Given request — Output the following entries exactly as they stand, leaving out the pictures.

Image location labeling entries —
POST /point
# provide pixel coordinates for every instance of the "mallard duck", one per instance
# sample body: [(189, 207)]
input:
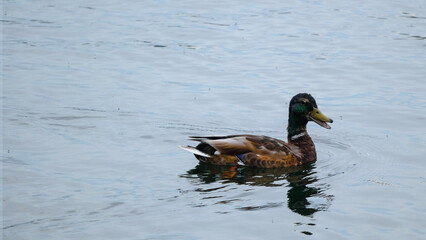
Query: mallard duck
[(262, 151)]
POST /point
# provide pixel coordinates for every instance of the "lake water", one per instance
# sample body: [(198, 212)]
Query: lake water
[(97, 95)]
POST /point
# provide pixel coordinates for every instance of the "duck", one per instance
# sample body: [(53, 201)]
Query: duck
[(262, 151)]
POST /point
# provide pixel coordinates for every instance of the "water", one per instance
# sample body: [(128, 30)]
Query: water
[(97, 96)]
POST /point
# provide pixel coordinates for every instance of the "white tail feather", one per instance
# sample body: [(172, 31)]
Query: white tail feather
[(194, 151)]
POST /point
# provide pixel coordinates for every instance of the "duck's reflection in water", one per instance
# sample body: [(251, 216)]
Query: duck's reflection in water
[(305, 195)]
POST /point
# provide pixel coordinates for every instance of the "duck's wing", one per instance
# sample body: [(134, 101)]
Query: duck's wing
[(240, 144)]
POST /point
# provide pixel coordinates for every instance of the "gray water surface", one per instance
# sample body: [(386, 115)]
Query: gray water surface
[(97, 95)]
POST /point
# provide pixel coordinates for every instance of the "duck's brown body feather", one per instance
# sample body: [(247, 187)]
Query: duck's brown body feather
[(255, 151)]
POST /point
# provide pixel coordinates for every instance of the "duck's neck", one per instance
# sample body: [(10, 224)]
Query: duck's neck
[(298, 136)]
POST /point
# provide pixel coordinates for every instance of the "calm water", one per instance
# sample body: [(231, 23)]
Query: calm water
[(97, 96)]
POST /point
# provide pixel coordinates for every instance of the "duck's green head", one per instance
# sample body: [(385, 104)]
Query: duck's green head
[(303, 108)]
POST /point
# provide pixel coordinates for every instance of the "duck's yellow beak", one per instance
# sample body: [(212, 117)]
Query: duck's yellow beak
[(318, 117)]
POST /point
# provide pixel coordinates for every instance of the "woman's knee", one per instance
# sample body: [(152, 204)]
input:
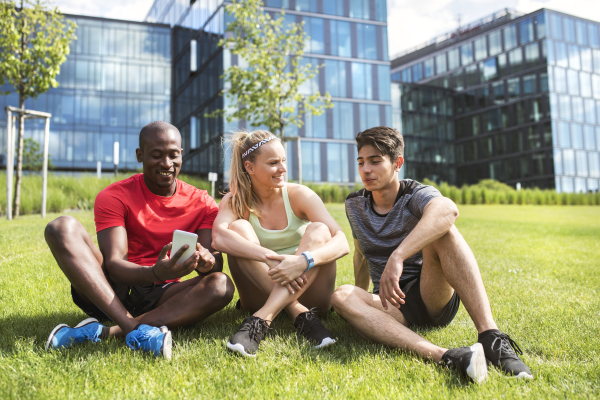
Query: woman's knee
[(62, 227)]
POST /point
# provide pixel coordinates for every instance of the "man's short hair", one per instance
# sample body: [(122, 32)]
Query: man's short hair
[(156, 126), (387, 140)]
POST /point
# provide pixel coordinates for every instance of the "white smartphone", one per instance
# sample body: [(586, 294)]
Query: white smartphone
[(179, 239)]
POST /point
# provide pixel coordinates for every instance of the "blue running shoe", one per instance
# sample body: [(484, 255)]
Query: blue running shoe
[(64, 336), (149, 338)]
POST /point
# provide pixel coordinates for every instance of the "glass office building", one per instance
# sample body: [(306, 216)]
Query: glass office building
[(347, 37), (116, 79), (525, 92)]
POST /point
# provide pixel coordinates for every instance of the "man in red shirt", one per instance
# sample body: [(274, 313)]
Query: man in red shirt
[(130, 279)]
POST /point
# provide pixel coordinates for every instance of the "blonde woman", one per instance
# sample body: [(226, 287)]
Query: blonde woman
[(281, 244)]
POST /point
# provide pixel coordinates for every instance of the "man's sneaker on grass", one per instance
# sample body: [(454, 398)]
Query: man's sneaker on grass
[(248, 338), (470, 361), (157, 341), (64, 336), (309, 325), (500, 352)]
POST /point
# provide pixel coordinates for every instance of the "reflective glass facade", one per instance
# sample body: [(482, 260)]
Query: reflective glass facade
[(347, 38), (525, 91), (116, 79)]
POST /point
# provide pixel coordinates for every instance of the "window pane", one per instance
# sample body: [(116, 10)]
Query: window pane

Result —
POST /point
# provide pixel coordinates for every instance of the "mallard duck", one per instance
# sample body: [(189, 207)]
input:
Query: mallard duck
[(262, 151)]
POST /point
# provide pixel coordinates for every instance of the "lake water", one per instance
# sample body: [(198, 212)]
Query: lake water
[(97, 95)]
POST /point
# provide pixel coordinates for every instance of the "duck", one per instance
# sample body: [(53, 201)]
Query: duck
[(262, 151)]
POST /point
# provide pixel coordinates for every instance of the "water", one per instance
# sample body: [(128, 30)]
Query: water
[(97, 96)]
POST /point
# provide pixel coordinates for every instance of the "white tail feather", one per instance
# sample body: [(172, 31)]
Query: white tail feather
[(194, 151)]
POST /point
# provide pixel coordinates for every instance of the "duck's reflection in water", one per instance
# sample body: [(251, 216)]
Query: duck's reflection in water
[(305, 195)]
POST /point
# provide pixel coordinates for every instance of the "duck's wing", one per instance
# sample body: [(134, 101)]
Query: duck's wing
[(240, 144)]
POST /point
# provide pixel coordinates for every instance of the "gray water surface", one per instance
# sample body: [(386, 115)]
Query: gray water surface
[(97, 95)]
POST /point
# provide pixel coordinates for every instance of the "duck's brown body feather", one per instance
# sample body: [(247, 187)]
Query: duck's brown body feather
[(255, 151)]
POST /point
# provide pixel coordinates for every instance of the "duck's neck", one per instance
# sample body: [(10, 224)]
Query: duck's neck
[(298, 136)]
POST /point
# provide pixel coordinates for every instance of the "calm water", one per instance
# sample body: [(231, 23)]
Query: calm water
[(97, 96)]
POST /point
# provide pixel coordinates for every instance of the "duck's green head", one per instance
# sample body: [(385, 104)]
Query: duck's green head
[(303, 108)]
POST /point
# provide pixel coordinates for every instance of the "duck's yellow beak", one per instance
# sample body: [(212, 117)]
Query: duck's yellow beak
[(318, 117)]
POST /point
# provide pixel coordinates for every instance of the "woman's knee", one per instance
# sample body: [(152, 204)]
input:
Query: woman's knee
[(62, 227)]
POST /point
# provide pixel coordinates for every instance of the "man's short hair", one per instance
# sample body: [(122, 32)]
Query: man's short hair
[(156, 126), (387, 140)]
POST /point
# provide pixel coordinates for every instance of the "white smartphone", one per instance
# sample body: [(586, 294)]
Query: white smartphone
[(179, 239)]
POST /point
# provide pixel coordinates for every instance of the "blue running shoe", one per instance
# sample body: [(484, 255)]
Query: blue running shoe
[(64, 336), (149, 338)]
POST /point
# provide pixel coordinates for every instance of the "glass office building", one per instance
# sample body: [(306, 216)]
Query: glass office building
[(347, 37), (116, 79), (525, 92)]
POST /point
# provide pixel coordinates for every instance of the "man in red shirt", one per instance
# sample body: [(274, 313)]
Query: man in red shirt
[(130, 279)]
POST /point
# provide pixel coordinates for every instance of the "blonde woman", one per instance
# sample body: [(226, 287)]
Query: blonde woman
[(281, 244)]
POST /point
# provide pixel coordinates for every instance of the "man's sneaker on grass", one per instance
# sample body: [(454, 398)]
Query: man's sneaker on grass
[(248, 338), (470, 361), (157, 341), (64, 336), (309, 325), (500, 352)]
POST /point
# provide pixel coordinates for every instance of the "reflective glass facade", one per instance
# sample body: [(482, 260)]
Query: reflective glass facade
[(347, 38), (525, 91), (116, 79)]
POST /point
# provide pixel coordinates for every instance of the "window pane", one per instance
# sample body: [(116, 10)]
Query: window pane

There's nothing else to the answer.